**Set problem**:
Please output every one of the entries below verbatim, leaving out the pictures.
⟨
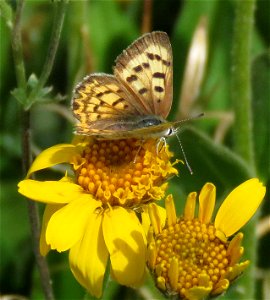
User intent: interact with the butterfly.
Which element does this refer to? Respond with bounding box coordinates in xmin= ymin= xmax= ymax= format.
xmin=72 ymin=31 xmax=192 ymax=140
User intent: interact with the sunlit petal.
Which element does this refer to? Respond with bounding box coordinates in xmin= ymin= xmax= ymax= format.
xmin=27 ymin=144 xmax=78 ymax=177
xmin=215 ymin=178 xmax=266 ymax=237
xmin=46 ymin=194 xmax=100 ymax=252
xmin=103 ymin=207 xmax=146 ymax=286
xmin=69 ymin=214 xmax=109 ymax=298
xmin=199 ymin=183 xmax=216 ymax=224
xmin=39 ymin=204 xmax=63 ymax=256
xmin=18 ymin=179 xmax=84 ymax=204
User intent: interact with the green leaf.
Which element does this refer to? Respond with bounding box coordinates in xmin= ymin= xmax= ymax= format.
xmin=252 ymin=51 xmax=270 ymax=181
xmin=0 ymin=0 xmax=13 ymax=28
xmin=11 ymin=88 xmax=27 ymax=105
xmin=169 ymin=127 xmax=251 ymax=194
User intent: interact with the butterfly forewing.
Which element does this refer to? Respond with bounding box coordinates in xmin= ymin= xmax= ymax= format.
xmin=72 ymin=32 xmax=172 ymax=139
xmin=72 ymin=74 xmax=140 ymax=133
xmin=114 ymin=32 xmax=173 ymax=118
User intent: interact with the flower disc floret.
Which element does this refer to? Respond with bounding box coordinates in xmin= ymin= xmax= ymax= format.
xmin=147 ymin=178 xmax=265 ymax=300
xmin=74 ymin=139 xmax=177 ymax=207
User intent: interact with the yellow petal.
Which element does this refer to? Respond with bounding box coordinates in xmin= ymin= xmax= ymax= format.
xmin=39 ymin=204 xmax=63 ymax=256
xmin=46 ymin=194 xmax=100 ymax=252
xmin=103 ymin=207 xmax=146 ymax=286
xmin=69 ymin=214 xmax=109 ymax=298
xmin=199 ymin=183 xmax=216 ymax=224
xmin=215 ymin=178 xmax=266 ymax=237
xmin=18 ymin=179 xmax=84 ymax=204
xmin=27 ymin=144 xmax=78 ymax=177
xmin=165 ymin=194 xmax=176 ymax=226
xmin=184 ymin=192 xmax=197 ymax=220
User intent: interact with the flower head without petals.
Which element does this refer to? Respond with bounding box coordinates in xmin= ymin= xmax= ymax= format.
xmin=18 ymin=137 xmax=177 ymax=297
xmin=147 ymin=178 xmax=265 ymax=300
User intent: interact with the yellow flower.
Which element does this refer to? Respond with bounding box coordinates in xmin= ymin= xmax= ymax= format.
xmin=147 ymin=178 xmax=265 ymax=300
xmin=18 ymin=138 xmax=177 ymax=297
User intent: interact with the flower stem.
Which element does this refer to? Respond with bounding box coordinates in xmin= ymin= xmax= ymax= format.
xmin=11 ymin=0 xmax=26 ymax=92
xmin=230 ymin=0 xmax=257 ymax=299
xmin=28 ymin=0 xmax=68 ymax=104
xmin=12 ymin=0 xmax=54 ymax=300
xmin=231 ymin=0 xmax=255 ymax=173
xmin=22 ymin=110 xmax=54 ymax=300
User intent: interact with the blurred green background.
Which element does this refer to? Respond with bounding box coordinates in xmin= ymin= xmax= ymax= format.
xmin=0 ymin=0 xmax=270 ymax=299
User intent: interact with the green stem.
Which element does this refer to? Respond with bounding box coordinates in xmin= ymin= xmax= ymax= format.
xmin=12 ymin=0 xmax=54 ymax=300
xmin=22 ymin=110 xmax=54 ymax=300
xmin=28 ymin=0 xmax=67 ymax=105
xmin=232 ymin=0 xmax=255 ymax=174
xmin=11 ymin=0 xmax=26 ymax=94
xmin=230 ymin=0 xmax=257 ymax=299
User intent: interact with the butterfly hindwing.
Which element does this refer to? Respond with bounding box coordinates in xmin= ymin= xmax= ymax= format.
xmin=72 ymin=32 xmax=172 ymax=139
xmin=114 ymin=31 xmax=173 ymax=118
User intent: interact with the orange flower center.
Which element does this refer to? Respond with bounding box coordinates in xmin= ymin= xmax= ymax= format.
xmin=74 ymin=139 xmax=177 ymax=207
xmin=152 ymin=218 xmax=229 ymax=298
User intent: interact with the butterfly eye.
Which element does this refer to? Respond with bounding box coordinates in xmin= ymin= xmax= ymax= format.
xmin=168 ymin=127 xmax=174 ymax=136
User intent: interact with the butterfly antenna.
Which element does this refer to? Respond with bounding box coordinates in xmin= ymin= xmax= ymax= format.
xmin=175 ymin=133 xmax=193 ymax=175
⟩
**The result**:
User intent: interact with the butterfly.
Which element does this refer to? Respond with bounding box coordinates in xmin= ymin= xmax= ymax= format.
xmin=72 ymin=31 xmax=192 ymax=140
User intent: interact with the sunlit petal.
Which element does this refer to? Respond with bounding box coordinates in xmin= ymin= xmax= ymax= format.
xmin=27 ymin=144 xmax=78 ymax=177
xmin=215 ymin=178 xmax=266 ymax=237
xmin=46 ymin=194 xmax=100 ymax=252
xmin=103 ymin=207 xmax=146 ymax=286
xmin=69 ymin=214 xmax=109 ymax=298
xmin=199 ymin=183 xmax=216 ymax=224
xmin=39 ymin=204 xmax=63 ymax=256
xmin=18 ymin=179 xmax=84 ymax=204
User intent: interact with the green leaf.
Which element does this refer to? Respond with bounding box coordinates in xmin= ymin= xmax= ymax= format.
xmin=252 ymin=51 xmax=270 ymax=181
xmin=0 ymin=0 xmax=13 ymax=28
xmin=11 ymin=88 xmax=27 ymax=105
xmin=169 ymin=127 xmax=251 ymax=194
User intent: interact with the butterfly forewing.
Which element does this refer to? Respond with bounding box coordinates in xmin= ymin= xmax= ymax= format.
xmin=72 ymin=32 xmax=172 ymax=139
xmin=72 ymin=74 xmax=140 ymax=133
xmin=114 ymin=32 xmax=173 ymax=118
User intent: interact with the flower disc floret.
Which element does this refer to? Respond with bounding box coordinates in xmin= ymin= xmax= ymax= format.
xmin=147 ymin=178 xmax=265 ymax=300
xmin=74 ymin=139 xmax=177 ymax=207
User intent: interact with the yellow petal.
Which element does this refer to? Respond with bounding box coordinates in xmin= ymin= xmax= ymax= format.
xmin=39 ymin=204 xmax=63 ymax=256
xmin=46 ymin=194 xmax=100 ymax=252
xmin=103 ymin=207 xmax=146 ymax=286
xmin=69 ymin=214 xmax=109 ymax=298
xmin=199 ymin=183 xmax=216 ymax=224
xmin=215 ymin=178 xmax=266 ymax=237
xmin=18 ymin=179 xmax=84 ymax=204
xmin=27 ymin=144 xmax=78 ymax=177
xmin=165 ymin=194 xmax=176 ymax=226
xmin=184 ymin=192 xmax=197 ymax=220
User intent: interact with the flower head without petals.
Which element does this refer to? Respond with bounding box coordinates in xmin= ymin= xmax= ymax= format.
xmin=18 ymin=137 xmax=177 ymax=297
xmin=147 ymin=178 xmax=265 ymax=300
User intent: interact with the yellow flower.
Which element does this refer to? Respond with bounding box coordinates in xmin= ymin= xmax= ymax= format.
xmin=147 ymin=178 xmax=265 ymax=300
xmin=18 ymin=138 xmax=177 ymax=297
User intent: interact with the flower stem.
Which element does this refer to? Respond with bounding box coordinates in xmin= ymin= xmax= ymax= format.
xmin=11 ymin=0 xmax=26 ymax=92
xmin=230 ymin=0 xmax=257 ymax=299
xmin=28 ymin=0 xmax=68 ymax=104
xmin=12 ymin=0 xmax=54 ymax=300
xmin=231 ymin=0 xmax=255 ymax=173
xmin=22 ymin=110 xmax=54 ymax=300
User intent: interact with the blurred green background.
Which element does this refer to? Respond with bounding box coordinates in xmin= ymin= xmax= ymax= format.
xmin=0 ymin=0 xmax=270 ymax=299
User intent: interact with the green stem.
Which element does this refer to? Respond with bounding box coordinates in xmin= ymin= xmax= ymax= format.
xmin=12 ymin=0 xmax=54 ymax=300
xmin=22 ymin=110 xmax=54 ymax=300
xmin=28 ymin=0 xmax=67 ymax=105
xmin=232 ymin=0 xmax=255 ymax=174
xmin=11 ymin=0 xmax=26 ymax=94
xmin=230 ymin=0 xmax=257 ymax=299
User intent: interact with the butterfly hindwing.
Which element does this refer to? Respond with bounding box coordinates in xmin= ymin= xmax= ymax= format.
xmin=72 ymin=32 xmax=172 ymax=139
xmin=114 ymin=31 xmax=173 ymax=118
User intent: interact with the orange flower center.
Which element does this refer to? Respond with bounding box coordinates in xmin= ymin= xmax= ymax= format.
xmin=74 ymin=139 xmax=177 ymax=207
xmin=152 ymin=218 xmax=229 ymax=298
User intent: interact with the butterfly eye.
Which element does this refer to? Respond with bounding box coordinates in xmin= ymin= xmax= ymax= format.
xmin=168 ymin=127 xmax=174 ymax=136
User intent: interact with the butterfly antenna.
Which element does this refer to? Respond with bounding box coordinates in xmin= ymin= xmax= ymax= format.
xmin=175 ymin=133 xmax=193 ymax=175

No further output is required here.